Page extract:
Heavy rains have already begun in the Southwest U.S. as tropical moisture streams northwards in advance of weakening category 3 Hurricane Hilary, which is expected to slam much of the U.S. Desert Southwest from Saturday into Monday with some of the region’s heaviest rains on record. Widespread and potentially catastrophic floods are expected from Southern California into parts of Nevada, in normally arid regions where it is uncommon to have flood insurance.
Now accelerating north-northwestward, Hilary is predicted to make landfall in Baja California on Sunday morning, then weaken to a tropical storm as it enters Southern California on Sunday afternoon. As a result, coastal areas from San Diego to west of Los Angeles are under the first Tropical Storm Warning for a Pacific Coast state since the modern watch/warning system was introduced in the mid-20th century.
Hilary could bring sustained winds of 25-45 mph with higher gusts to San Diego and the Inland Empire of California, potentially bringing down some trees and power lines. Even though Hilary will pass well east of Los Angeles and the San Fernando Valley, the circulation around Hilary could force equally strong winds in coastal areas from an unusual “wet Santa Ana” effect. Wind gusts could be even higher across the higher terrain across Southern California, especially because Hilary will spin down more quickly near the surface than at altitude.
Track forecast for Hilary
As of 2 p.m. EDT Saturday, Hilary had top sustained winds of 115 mph and a central pressure of 958 mb, and was located about 710 miles south-southeast of San Diego, headed north-northwest at 16 mph. At 7:40 a.m. MDT, Hilary brought sustained winds of 23 mph, gusting to 43 mph, to Cabo San Lucas on the southern tip of the Baja Peninsula. Heavy rain showers were affecting much of the southern portion of Baja Mexico, as seen on Los Cabos radar and a long radar loop saved by Brian McNoldy.

[A series of records]
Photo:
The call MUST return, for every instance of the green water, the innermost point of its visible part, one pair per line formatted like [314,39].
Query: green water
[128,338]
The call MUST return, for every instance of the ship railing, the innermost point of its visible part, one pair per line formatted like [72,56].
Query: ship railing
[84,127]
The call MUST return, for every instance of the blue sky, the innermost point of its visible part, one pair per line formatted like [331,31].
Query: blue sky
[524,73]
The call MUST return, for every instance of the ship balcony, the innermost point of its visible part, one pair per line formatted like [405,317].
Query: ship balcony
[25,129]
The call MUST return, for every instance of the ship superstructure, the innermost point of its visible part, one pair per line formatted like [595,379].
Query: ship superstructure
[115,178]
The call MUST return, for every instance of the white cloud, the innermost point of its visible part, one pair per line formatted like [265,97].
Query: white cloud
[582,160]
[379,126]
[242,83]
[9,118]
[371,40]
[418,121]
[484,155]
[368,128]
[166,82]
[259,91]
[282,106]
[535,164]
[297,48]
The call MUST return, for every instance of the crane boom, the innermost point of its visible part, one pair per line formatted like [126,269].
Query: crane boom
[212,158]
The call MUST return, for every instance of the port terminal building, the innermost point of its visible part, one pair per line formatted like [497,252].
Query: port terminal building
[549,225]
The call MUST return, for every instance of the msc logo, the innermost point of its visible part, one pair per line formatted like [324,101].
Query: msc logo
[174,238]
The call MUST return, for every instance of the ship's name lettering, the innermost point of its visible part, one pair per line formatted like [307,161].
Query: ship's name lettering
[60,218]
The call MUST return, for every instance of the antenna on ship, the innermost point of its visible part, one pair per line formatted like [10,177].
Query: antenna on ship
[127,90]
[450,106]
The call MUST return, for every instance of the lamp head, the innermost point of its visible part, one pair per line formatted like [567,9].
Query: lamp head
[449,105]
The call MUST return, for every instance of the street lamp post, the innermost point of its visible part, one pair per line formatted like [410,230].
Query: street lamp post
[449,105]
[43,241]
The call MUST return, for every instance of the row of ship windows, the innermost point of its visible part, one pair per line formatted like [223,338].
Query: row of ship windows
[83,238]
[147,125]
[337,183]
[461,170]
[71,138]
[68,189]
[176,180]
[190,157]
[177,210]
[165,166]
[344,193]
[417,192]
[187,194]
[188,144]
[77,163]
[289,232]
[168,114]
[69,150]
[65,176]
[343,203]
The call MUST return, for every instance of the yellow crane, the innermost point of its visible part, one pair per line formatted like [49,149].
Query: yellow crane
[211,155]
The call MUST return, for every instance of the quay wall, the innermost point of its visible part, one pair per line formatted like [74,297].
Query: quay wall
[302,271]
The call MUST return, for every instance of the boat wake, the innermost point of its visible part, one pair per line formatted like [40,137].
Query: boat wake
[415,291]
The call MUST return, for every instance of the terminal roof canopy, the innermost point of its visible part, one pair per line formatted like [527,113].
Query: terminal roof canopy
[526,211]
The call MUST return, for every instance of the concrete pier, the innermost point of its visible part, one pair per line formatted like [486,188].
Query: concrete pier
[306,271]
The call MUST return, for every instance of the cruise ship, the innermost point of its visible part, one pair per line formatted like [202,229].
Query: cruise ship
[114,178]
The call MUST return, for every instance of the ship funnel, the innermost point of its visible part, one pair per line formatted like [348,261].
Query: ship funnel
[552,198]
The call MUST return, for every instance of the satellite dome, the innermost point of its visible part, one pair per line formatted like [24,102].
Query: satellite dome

--

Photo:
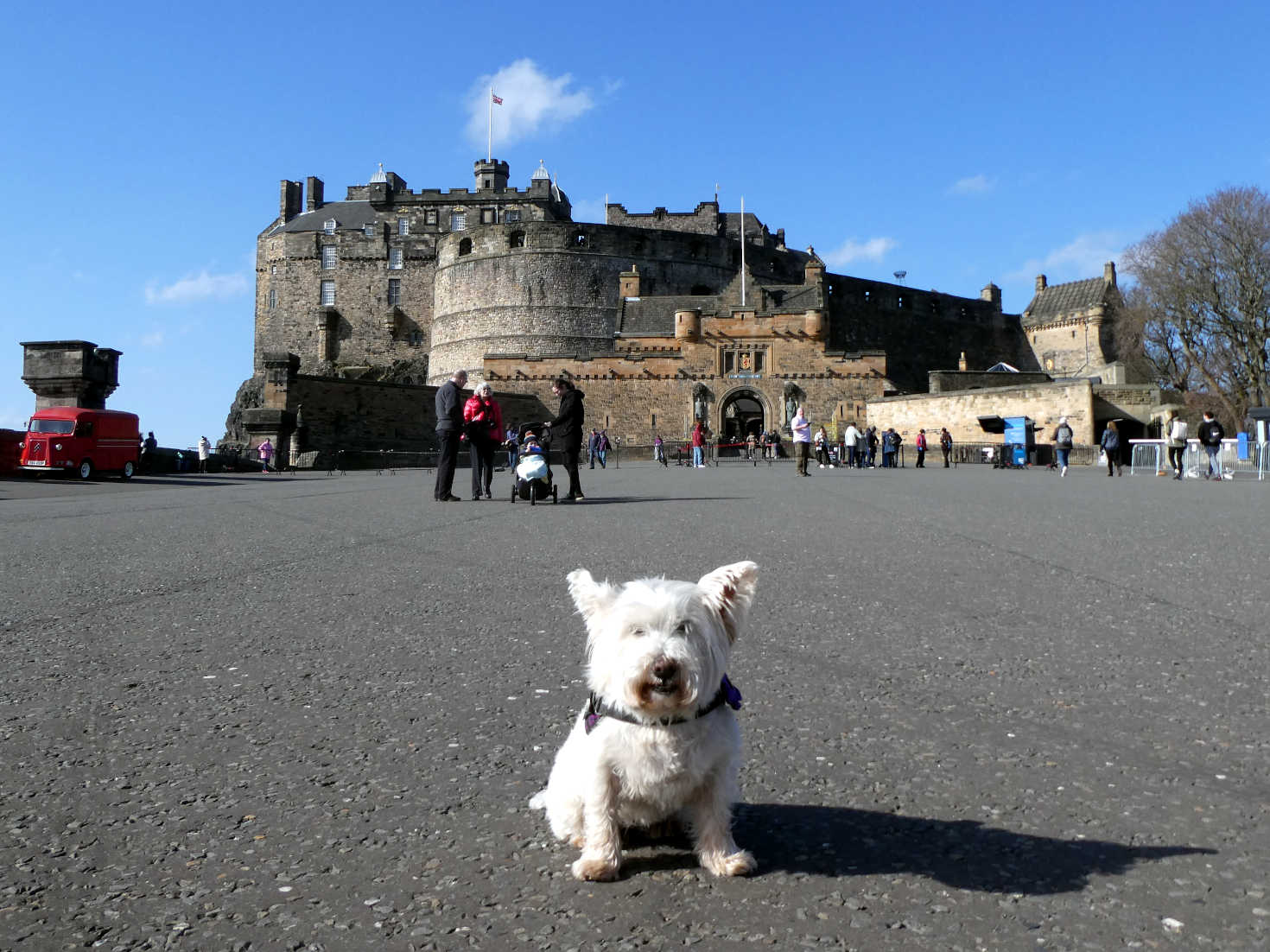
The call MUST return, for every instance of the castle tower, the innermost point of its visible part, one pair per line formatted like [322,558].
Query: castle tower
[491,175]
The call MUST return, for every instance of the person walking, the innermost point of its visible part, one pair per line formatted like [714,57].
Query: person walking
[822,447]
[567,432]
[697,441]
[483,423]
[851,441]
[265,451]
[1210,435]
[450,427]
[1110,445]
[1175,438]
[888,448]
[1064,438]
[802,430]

* * *

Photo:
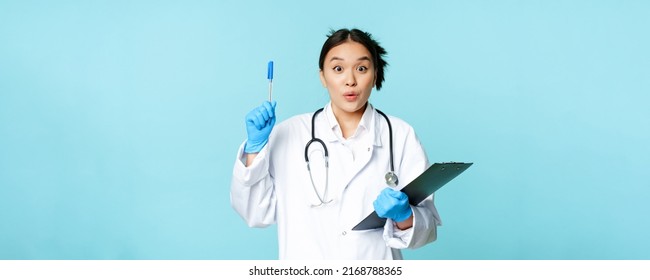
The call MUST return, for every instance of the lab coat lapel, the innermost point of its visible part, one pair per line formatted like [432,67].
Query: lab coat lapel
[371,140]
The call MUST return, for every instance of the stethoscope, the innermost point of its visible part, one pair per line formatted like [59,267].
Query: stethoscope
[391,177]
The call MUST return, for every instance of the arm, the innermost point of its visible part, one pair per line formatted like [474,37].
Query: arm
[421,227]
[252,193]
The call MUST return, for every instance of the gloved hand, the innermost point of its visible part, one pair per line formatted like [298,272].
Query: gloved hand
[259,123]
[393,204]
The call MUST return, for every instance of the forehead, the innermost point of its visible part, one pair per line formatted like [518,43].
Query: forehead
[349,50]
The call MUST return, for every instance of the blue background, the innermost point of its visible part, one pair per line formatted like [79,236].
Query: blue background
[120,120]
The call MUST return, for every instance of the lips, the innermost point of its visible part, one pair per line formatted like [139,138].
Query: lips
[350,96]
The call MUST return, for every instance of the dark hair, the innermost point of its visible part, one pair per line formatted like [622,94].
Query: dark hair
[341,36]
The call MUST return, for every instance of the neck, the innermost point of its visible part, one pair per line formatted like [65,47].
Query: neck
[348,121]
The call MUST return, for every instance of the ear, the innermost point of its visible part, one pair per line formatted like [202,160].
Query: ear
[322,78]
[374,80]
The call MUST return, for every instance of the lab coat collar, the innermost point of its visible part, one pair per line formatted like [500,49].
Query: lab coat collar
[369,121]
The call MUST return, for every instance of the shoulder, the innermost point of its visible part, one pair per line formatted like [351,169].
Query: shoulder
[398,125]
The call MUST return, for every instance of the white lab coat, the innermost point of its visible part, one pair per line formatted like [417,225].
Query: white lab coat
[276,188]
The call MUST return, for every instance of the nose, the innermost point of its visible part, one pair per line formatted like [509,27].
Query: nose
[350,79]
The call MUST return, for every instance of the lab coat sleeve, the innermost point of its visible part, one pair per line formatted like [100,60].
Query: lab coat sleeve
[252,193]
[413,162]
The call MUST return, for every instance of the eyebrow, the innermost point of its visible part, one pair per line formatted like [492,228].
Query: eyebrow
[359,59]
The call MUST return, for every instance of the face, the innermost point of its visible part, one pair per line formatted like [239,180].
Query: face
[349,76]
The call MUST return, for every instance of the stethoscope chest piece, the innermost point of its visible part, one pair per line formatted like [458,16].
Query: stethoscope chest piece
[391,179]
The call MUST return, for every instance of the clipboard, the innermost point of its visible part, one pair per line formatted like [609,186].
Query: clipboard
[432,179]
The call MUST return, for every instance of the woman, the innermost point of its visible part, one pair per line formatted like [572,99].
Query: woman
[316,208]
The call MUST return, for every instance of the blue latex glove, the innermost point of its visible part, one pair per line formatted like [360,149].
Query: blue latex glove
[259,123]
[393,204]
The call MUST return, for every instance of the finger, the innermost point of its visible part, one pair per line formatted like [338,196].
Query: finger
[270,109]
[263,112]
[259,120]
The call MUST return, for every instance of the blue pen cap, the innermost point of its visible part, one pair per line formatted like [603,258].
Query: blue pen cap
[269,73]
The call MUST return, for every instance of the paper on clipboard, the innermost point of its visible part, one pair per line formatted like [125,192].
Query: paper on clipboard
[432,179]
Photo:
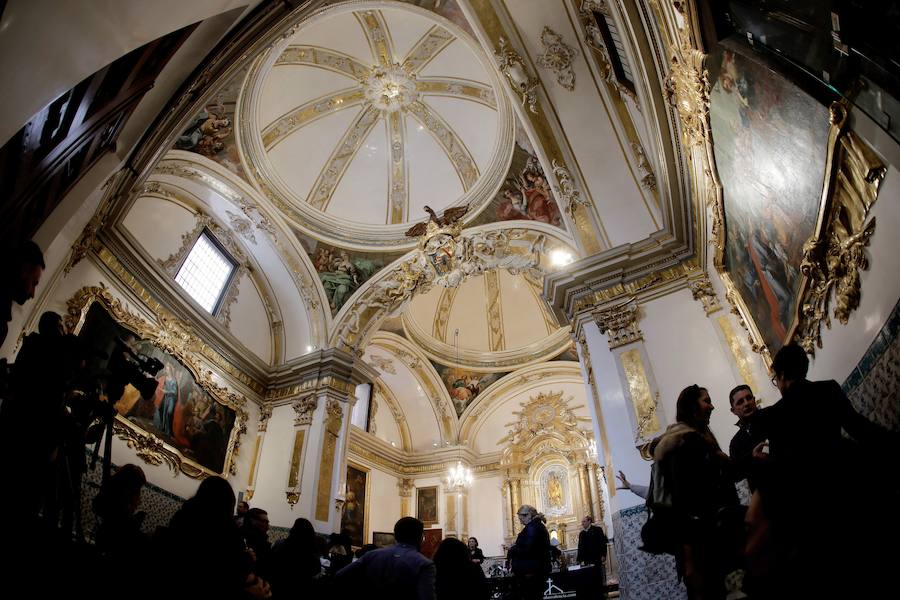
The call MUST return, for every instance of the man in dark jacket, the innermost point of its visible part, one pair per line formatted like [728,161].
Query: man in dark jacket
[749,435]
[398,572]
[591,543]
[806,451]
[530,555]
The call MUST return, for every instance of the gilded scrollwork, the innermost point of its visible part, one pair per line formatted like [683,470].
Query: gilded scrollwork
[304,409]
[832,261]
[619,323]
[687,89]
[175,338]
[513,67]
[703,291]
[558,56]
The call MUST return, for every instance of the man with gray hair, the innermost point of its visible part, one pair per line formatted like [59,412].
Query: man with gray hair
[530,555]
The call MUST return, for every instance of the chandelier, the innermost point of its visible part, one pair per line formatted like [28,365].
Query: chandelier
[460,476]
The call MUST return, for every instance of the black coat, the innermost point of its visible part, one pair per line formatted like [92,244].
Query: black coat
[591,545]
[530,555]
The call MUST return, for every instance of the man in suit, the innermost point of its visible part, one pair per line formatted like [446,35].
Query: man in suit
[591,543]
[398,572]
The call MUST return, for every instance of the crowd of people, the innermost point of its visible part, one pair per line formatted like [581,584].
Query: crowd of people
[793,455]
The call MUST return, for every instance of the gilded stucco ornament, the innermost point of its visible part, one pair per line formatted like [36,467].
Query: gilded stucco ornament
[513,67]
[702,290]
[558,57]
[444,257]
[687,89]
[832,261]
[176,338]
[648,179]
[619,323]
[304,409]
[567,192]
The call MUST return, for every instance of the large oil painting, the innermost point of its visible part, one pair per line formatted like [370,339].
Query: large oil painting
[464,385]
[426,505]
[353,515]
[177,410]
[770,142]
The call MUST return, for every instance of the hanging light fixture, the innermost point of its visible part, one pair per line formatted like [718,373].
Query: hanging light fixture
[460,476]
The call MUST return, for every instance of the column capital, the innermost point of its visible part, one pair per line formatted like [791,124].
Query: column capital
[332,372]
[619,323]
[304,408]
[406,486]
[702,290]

What to do:
1. Copy the hurricane article word for word between "Now accelerating north-northwestward, Hilary" and "the mid-20th century.", inclusive.
2. How many lines of the records contain the word "terminal"? Reply with the number only.
These records are unrelated to the hurricane article.

Solution list:
1.
Now accelerating north-northwestward, Hilary is predicted to make landfall in Baja California on Sunday morning, then weaken to a tropical storm as it enters Southern California on Sunday afternoon. As a result, coastal areas from San Diego to west of Los Angeles are under the first Tropical Storm Warning for a Pacific Coast state since the modern watch/warning system was introduced in the mid-20th century.

2. 4